** BEGIN EXCERPT PROVIDED **

You are viewing a plain text version of this content. The canonical link for it is here.
Posted to user@manifoldcf.apache.org by Karl Wright <da...@gmail.com> on 2018/07/30 09:48:13 UTC

Re: Scheduling Problem

Hi Cheng,

Dynamic recrawl revisits documents based on the frequency that they changed
in the past.   It is therefore hard to make any prediction about whether a
document will be recrawled in a given time interval.  You need recrawls of
existing directories in order to discover new documents in SharePoint.

If you want more predictable crawling, I'd suggest doing standard minimal
crawls on a fixed schedule.  That will pick up any new documents added.
Then do full crawls (not dynamic) periodically (once a week?) to clean up
any deleted documents.

Thanks,
Karl


On Mon, Jul 30, 2018 at 4:35 AM Cheng Zeng <ze...@hotmail.co.uk> wrote:

> Hi Karl,
>
>
> I have a question about the schedule-related configuration in the job. I
> have a continuously running job which crawls the documents in Sharepoint
> 2013 and the job is supposed to re-crawl about 26,000 docs every 24 hours
> as configured, however, it seems that there are something wrong with my
> configuration, as I found that the number of active documents is only
> increased by 1 or 2  when there are about 20 new documents created in the
> Sharepoint after the continuous job runs for over a few weeks. If I
> restarted the job, there were more active documents found and the number of
> active documents reflected the correct number of the documents in the
> Sharepoint lists. It seems that the job is not re-scanning all the
> documents. I suspect there is something wrong with my scheduling
> configuration. Although I have read section about how to set up the
> schedule-related configuration information at end-user-documentation at
> https://manifoldcf.apache.org/release/release-2.10/en_US/end-user-documentation.html#jobs,
> I am still confused by the incorrect number of active documents of the job
> after the continuous job runs for a few weeks.  The version of mcf I am
> using is 2.6.

** END EXCERPT PROVIDED **
** BEGIN DATA BLOCK **

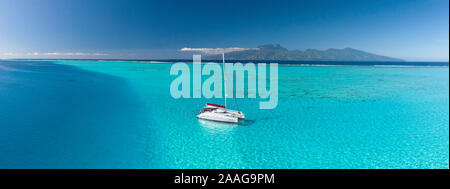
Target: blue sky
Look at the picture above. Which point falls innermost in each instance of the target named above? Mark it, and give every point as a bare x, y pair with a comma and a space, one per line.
407, 29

** END DATA BLOCK **

SET OF TASKS:
- 1) Answer these from the scheduling thread:
(a) Which version of mcf is Cheng using?
(b) About how many documents is the job supposed to re-crawl every 24 hours?
(c) What kind of crawl does the reply suggest doing periodically to clean up deleted documents?
- 2) In the scheduling thread, reproduce the stretch from "Re: Scheduling Problem" through "new documents added." word for word.

SOLUTIONS TO EACH TASK:
- 1)
(a) Version 2.6.
(b) About 26,000.
(c) Full crawls, not dynamic.

- 2)
Re: Scheduling Problem

Hi Cheng,

Dynamic recrawl revisits documents based on the frequency that they changed
in the past.   It is therefore hard to make any prediction about whether a
document will be recrawled in a given time interval.  You need recrawls of
existing directories in order to discover new documents in SharePoint.

If you want more predictable crawling, I'd suggest doing standard minimal
crawls on a fixed schedule.  That will pick up any new documents added.